● REQUIRED WORK: Each entry must appear again exactly as it does in the source.

*** MATERIAL SHOWN ***

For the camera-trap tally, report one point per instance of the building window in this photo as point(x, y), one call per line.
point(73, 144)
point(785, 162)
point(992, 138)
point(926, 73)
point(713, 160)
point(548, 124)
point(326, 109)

*** End of MATERIAL SHOWN ***

● EXPECTED ANSWER:
For the camera-trap tally, report one point per instance of the building window in this photo as point(x, y), one call per line.
point(73, 144)
point(785, 162)
point(992, 138)
point(926, 73)
point(713, 160)
point(548, 124)
point(326, 109)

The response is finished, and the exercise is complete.